WHAT TO DO: Repeat every one of the records below word for word, with nothing changed or left out.

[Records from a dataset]

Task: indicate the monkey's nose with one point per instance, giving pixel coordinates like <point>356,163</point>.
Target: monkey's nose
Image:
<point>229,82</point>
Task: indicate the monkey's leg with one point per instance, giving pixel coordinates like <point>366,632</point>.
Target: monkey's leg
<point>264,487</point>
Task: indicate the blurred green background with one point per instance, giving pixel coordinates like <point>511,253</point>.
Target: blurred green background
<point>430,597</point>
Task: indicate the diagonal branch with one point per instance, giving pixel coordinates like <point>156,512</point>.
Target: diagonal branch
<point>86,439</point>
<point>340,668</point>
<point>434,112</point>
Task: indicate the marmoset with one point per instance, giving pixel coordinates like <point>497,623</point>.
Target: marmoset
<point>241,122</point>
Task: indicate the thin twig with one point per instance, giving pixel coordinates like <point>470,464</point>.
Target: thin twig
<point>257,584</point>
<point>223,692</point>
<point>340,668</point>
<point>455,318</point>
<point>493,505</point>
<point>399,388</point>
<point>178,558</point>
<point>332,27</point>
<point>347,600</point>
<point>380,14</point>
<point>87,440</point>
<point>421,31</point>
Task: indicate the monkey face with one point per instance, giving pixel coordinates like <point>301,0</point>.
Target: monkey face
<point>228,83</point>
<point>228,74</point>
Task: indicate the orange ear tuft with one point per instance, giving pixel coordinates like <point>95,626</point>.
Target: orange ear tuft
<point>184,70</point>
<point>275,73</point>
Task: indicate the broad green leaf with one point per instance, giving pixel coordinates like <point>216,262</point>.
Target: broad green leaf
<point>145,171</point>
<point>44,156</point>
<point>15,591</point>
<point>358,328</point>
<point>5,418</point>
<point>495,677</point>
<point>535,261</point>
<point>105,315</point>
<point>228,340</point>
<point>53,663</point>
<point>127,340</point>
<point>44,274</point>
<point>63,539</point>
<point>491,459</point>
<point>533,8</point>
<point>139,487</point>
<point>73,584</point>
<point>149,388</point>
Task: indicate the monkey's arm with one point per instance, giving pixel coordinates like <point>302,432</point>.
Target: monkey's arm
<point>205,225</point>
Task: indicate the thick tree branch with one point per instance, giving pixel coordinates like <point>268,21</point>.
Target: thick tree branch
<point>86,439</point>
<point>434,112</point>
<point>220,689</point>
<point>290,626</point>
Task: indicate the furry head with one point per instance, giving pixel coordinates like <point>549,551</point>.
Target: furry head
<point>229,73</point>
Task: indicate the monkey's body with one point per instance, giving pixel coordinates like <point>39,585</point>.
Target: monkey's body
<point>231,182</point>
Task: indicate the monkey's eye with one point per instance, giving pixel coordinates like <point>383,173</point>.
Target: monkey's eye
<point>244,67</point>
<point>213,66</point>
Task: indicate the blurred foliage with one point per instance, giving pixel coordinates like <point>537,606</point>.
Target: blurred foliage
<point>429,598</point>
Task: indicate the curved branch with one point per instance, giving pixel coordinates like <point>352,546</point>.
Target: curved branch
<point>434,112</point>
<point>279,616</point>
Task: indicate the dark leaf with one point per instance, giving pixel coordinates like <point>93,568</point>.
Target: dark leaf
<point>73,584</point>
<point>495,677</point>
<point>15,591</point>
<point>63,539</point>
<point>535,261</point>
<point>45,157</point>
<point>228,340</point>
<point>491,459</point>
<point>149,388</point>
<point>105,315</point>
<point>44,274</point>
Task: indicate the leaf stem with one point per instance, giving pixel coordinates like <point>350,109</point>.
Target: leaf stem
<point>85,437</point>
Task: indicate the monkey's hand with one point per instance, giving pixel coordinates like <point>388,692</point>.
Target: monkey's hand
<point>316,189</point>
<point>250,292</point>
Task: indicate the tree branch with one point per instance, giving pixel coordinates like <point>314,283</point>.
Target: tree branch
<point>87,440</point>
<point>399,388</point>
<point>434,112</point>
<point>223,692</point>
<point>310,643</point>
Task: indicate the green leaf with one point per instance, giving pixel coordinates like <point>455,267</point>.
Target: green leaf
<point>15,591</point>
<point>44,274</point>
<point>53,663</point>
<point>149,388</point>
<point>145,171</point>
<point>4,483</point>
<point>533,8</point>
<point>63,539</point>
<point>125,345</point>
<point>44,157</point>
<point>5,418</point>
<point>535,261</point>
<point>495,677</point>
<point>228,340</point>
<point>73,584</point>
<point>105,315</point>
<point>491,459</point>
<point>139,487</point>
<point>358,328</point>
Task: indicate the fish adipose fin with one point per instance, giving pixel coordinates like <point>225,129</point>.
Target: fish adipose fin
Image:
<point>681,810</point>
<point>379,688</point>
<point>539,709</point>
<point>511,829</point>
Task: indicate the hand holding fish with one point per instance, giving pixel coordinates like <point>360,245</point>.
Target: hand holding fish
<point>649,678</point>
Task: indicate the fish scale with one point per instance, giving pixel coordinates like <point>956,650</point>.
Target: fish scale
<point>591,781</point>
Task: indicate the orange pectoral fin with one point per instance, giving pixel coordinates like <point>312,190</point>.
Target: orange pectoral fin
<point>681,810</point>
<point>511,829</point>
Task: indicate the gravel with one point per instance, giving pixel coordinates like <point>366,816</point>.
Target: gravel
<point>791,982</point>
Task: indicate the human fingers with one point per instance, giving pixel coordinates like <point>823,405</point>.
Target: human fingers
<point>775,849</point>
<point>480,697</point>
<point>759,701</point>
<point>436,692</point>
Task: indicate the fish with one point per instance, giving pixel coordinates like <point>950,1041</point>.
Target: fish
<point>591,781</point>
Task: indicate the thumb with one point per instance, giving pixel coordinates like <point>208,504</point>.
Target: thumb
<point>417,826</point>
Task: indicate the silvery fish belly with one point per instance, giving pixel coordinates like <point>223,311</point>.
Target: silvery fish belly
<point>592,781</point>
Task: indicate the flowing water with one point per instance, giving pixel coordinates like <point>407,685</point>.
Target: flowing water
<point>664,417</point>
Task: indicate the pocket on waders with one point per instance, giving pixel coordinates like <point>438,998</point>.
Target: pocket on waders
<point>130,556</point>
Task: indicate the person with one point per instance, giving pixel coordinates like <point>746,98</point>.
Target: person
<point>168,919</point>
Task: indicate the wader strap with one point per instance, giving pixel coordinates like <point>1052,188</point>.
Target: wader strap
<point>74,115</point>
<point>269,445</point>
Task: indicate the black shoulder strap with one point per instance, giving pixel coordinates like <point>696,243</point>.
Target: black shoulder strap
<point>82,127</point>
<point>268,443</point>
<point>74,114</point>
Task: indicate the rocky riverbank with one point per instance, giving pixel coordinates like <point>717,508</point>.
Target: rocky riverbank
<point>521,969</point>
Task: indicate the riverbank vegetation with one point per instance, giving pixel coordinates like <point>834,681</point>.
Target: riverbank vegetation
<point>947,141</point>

RESULT OF THE TASK:
Task: indicate the monkey's nose with one point per instance, giving pixel coordinates like <point>356,163</point>.
Target: monkey's nose
Image:
<point>229,82</point>
Task: indicate the monkey's leg with one point per instance, giving pixel coordinates like <point>366,632</point>.
Target: monkey's leg
<point>264,487</point>
Task: indicate the blurred green background with one point per instance, giving pixel coordinates like <point>511,253</point>.
Target: blurred green background
<point>430,597</point>
Task: indicate the diagonal branch with one point per instance, giving pixel coordinates like <point>156,512</point>.
Target: diagonal branch
<point>86,439</point>
<point>340,668</point>
<point>434,112</point>
Task: indicate the marmoset with one point per instance, giving pixel coordinates like <point>497,623</point>.
Target: marmoset
<point>241,122</point>
Task: indicate the thin twig with one point per instance, giving pixel coordinates like <point>470,464</point>.
Target: thin twig
<point>257,584</point>
<point>223,692</point>
<point>340,668</point>
<point>455,318</point>
<point>493,505</point>
<point>399,388</point>
<point>178,558</point>
<point>332,27</point>
<point>347,600</point>
<point>380,14</point>
<point>87,440</point>
<point>421,31</point>
Task: indicate the monkey face with one point per instance, giving pixel coordinates like <point>301,0</point>.
Target: monkey face
<point>228,83</point>
<point>228,74</point>
Task: indicate the orange ear tuft with one point per instance, giving pixel coordinates like <point>95,626</point>.
Target: orange ear tuft
<point>184,70</point>
<point>275,73</point>
Task: indicate the broad green leaf with one point per instance, giving pixel coordinates like <point>216,262</point>.
Target: broad green leaf
<point>145,171</point>
<point>44,156</point>
<point>15,591</point>
<point>358,328</point>
<point>5,418</point>
<point>495,677</point>
<point>535,261</point>
<point>105,315</point>
<point>228,340</point>
<point>53,663</point>
<point>127,340</point>
<point>44,274</point>
<point>63,539</point>
<point>491,459</point>
<point>533,8</point>
<point>139,487</point>
<point>73,584</point>
<point>149,388</point>
Task: indicate the monkey's arm with one point per instance, giving pixel coordinates like <point>302,432</point>.
Target: monkey's arm
<point>205,225</point>
Task: indicate the thick tree branch with one point per instance, giving pixel coordinates like <point>268,21</point>.
Target: thick tree branch
<point>86,439</point>
<point>434,112</point>
<point>220,689</point>
<point>290,626</point>
Task: indicate the furry head with one point per instance, giving pixel coordinates like <point>549,551</point>.
Target: furry head
<point>229,73</point>
Task: indicate the monkey's body with one point per instance, giving pixel coordinates like <point>39,585</point>.
Target: monkey's body
<point>231,182</point>
Task: indicate the monkey's eye with one point per instance, giving pixel coordinates like <point>383,173</point>.
Target: monkey's eye
<point>244,67</point>
<point>213,66</point>
Task: indicate the blurred foliage with one point per instance, giving pixel coordinates like <point>537,606</point>.
Target: blurred foliage
<point>429,598</point>
Task: indicate the curved branch with one point per instance, giving pixel coordinates like <point>352,546</point>.
Target: curved branch
<point>434,112</point>
<point>279,616</point>
Task: indicate the dark leaf with one point per instance, giving pixel coordinates like <point>93,568</point>.
Target: dark leaf
<point>73,584</point>
<point>495,677</point>
<point>15,591</point>
<point>63,539</point>
<point>535,261</point>
<point>45,157</point>
<point>228,340</point>
<point>491,459</point>
<point>149,388</point>
<point>105,315</point>
<point>44,274</point>
Task: indicate the leaf stem with one point per instance, giving pixel coordinates like <point>350,109</point>.
Target: leaf stem
<point>85,437</point>
Task: indicate the monkey's hand with one point per instance, giving pixel coordinates like <point>388,692</point>.
Target: monkey's hand
<point>316,189</point>
<point>250,292</point>
Task: indicate the tree branch with one point per instance, giving pixel coordinates like <point>314,283</point>.
Target: tree branch
<point>87,440</point>
<point>399,388</point>
<point>434,112</point>
<point>223,692</point>
<point>310,643</point>
Task: indicate the green leaf with one point per instance, giving pixel coordinates like <point>455,267</point>.
Target: green leaf
<point>15,591</point>
<point>44,274</point>
<point>53,663</point>
<point>149,388</point>
<point>145,171</point>
<point>4,483</point>
<point>533,8</point>
<point>63,539</point>
<point>125,345</point>
<point>44,157</point>
<point>5,418</point>
<point>535,261</point>
<point>495,677</point>
<point>228,340</point>
<point>73,584</point>
<point>105,315</point>
<point>491,459</point>
<point>139,487</point>
<point>358,328</point>
Task: indicate the fish adipose fin with one point per instance, giving pixel coordinates like <point>225,129</point>.
Target: fish adipose fin
Image:
<point>681,810</point>
<point>379,688</point>
<point>539,709</point>
<point>511,829</point>
Task: indicate the hand holding fish with one point per instance, giving pixel coordinates like <point>360,245</point>.
Target: hand holding fish
<point>649,678</point>
Task: indicate the fish scale with one point per instance, giving pixel coordinates like <point>956,650</point>.
Target: fish scale
<point>591,781</point>
Task: indicate the orange pectoral fin with one point per instance, giving pixel coordinates like <point>312,190</point>.
Target: orange pectoral fin
<point>681,810</point>
<point>511,829</point>
Task: indicate the gravel with one point per instance, giving pixel coordinates like <point>366,816</point>.
Target: gravel
<point>791,982</point>
Task: indicate the human fingers with one point per instance, giving pixel coordinates like <point>823,405</point>.
Target: human fingers
<point>775,849</point>
<point>480,697</point>
<point>759,701</point>
<point>436,692</point>
Task: indicate the fish with one point per instance, giving pixel coordinates like <point>950,1041</point>.
Target: fish
<point>591,781</point>
Task: indicate the thumb with one point per instance, giving pixel coordinates like <point>208,504</point>.
Target: thumb
<point>417,826</point>
Task: indicate the silvery fish belly with one point per instance, giving pixel coordinates like <point>223,311</point>.
Target: silvery fish belly
<point>592,781</point>
Task: indicate the flowing water with one point per instance, giving pixel coordinates like <point>407,685</point>.
Target: flowing water
<point>664,417</point>
Task: indicate the pocket on waders with one point per instance, giving pixel coordinates like <point>438,998</point>.
Target: pocket on waders
<point>130,556</point>
Task: indicate the person with one point per instance, giving pixel coordinates like <point>746,98</point>.
Target: person
<point>168,919</point>
Task: indicate the wader strap with one point per instance, giving pixel coordinates like <point>1052,188</point>.
Target: wader strap
<point>74,115</point>
<point>269,445</point>
Task: indicate the black shoulder strap with one point per instance, giving pixel coordinates like <point>696,243</point>.
Target: black shoulder strap
<point>82,127</point>
<point>268,443</point>
<point>74,114</point>
Task: indicate the rocky riverbank with one point per instance, giving pixel coordinates like <point>717,508</point>.
Target: rocky riverbank
<point>521,969</point>
Task: indicate the riverbank vegetation with one point per instance, giving pixel coordinates like <point>834,681</point>.
Target: riverbank vegetation
<point>947,141</point>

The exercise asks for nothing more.